SEATTLE, WA – The Fiscal Year 2022 Interior, Environment, and Related Agencies funding bill passed by the House Appropriations Committee at the beginning of July includes historic increases in funding for Urban Indian Health organizations and Tribal Epidemiology Centers. This increase came after Representative Smith (D-Wash.) and Representative Don Young (R-Alaska) led their colleagues in urging the Committee to increase funding for both programs.
“Urban Indian organizations, such as the Seattle Indian Health Board (SIHB), play a pivotal role in providing health care for Native and non-Native communities across the country. They have been at the forefront of responding to the COVID-19 pandemic and supporting urban American Indians and Alaska Natives who are often marginalized in the traditional health care system,” said Congressman Smith. “This proposed increase in funding to urban Indian health organizations will strengthen clinics across the country, give them the tools to continue to combat the COVID-19 pandemic, and eliminate disparities and inequities in the health care system. The proposed increase in funding to Tribal Epidemiology Centers, including the Urban Indian Health Institute at SIHB, is long overdue to expand research and disease surveillance to improve health outcomes in American Indian and Alaska Native communities.”
“After decades of underfunding for the Indian Health Service and urban Indian health, we are encouraged to see the House Appropriations Committee honoring its trust and treaty obligations to all Native people by proposing a necessary increase in resources for Indian Health Care Providers. Each year the Tribal Budget Formulation Workgroup provides an estimated need to Congress and this year, for the first time ever, the House bill includes the full amount from that request for urban Indian health at $200.5 million. We are grateful to champions like Congressman Smith who have fought to ensure that all American Indians and Alaska Natives have access to health care regardless of where they live,” said Francys Crevier (Algonquin), CEO of the National Council of Urban Indian Health.
“Seattle Indian Health Board commends the House Appropriations Committee for the historic action to address the chronic underfunding of tribal and urban Indian communities. We look forward to working with our congressional champions to strengthen the federal trust and create a path to full funding for American Indian and Alaska Native health programs that honor the treaties and serve all Native peoples, regardless of where we reside.” said Esther Lucero (Diné), President & CEO of the Seattle Indian Health Board.
The FY 2022 House appropriations bill includes $200,548,000 in funding for the Urban Indian Health Program (UIHP), a $137,816,000 increase above last year’s funding. The bill also more than doubled the funding for Tribal Epidemiology Centers to $24 million. In April, Representative Smith led a letter with Representative Don Young (R-AK) requesting these increases in funding for the Urban Indian Health Program and Tribal Epidemiology Centers. You can read the letter here.
The Urban Indian Health Program (UIHP) serves communities by providing culturally attuned health care and human services, conducting data research, and collaborating with tribal, community, and federal partners. The UIHP has traditionally received less than one percent of IHS appropriations to provide health care and medical services to the 71% of the American Indian and Alaska Native population that live in urban areas.
Tribal Epidemiology Centers (TECs) conduct research used to identify the root causes of health disparities and improve data-driven health care decision-making in American Indian and Alaska Native communities. TECs play a critical role in providing disease surveillance and technical assistance to tribal and urban Indian organizations.

• **Records provided**

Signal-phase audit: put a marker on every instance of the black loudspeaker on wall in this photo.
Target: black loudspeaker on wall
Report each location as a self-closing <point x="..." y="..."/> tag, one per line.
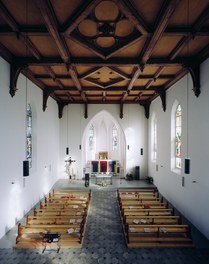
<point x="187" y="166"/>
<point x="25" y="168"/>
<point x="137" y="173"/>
...
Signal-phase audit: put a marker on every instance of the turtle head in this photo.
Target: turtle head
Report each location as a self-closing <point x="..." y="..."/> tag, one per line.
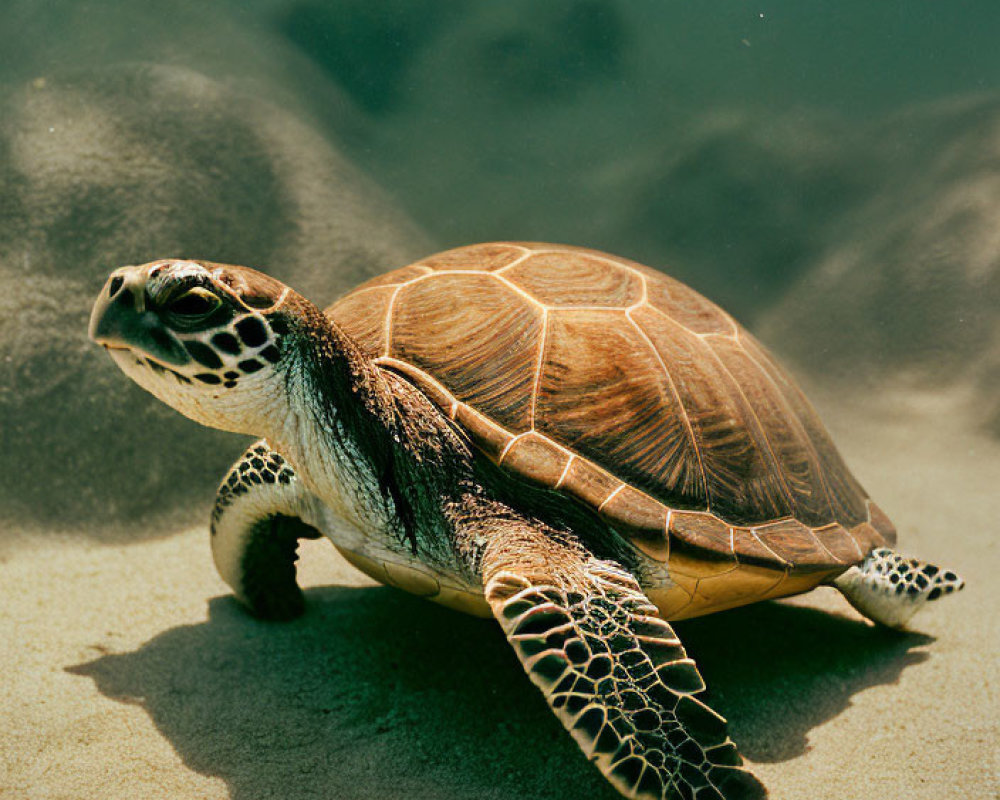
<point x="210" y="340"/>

• **Work request A**
Reproduce the portion of the text on urban Indian health funding that begins at the words "The Urban Indian Health Program (UIHP) serves" and ends after the words "urban Indian organizations.".
• **Work request B**
Name every person whose words the text on urban Indian health funding quotes directly, with the role the text gives each.

• **Task answer A**
The Urban Indian Health Program (UIHP) serves communities by providing culturally attuned health care and human services, conducting data research, and collaborating with tribal, community, and federal partners. The UIHP has traditionally received less than one percent of IHS appropriations to provide health care and medical services to the 71% of the American Indian and Alaska Native population that live in urban areas.
Tribal Epidemiology Centers (TECs) conduct research used to identify the root causes of health disparities and improve data-driven health care decision-making in American Indian and Alaska Native communities. TECs play a critical role in providing disease surveillance and technical assistance to tribal and urban Indian organizations.

• **Task answer B**
Congressman Smith (Representative, D-Wash.)
Francys Crevier (Algonquin), CEO of the National Council of Urban Indian Health
Esther Lucero (Diné), President & CEO of the Seattle Indian Health Board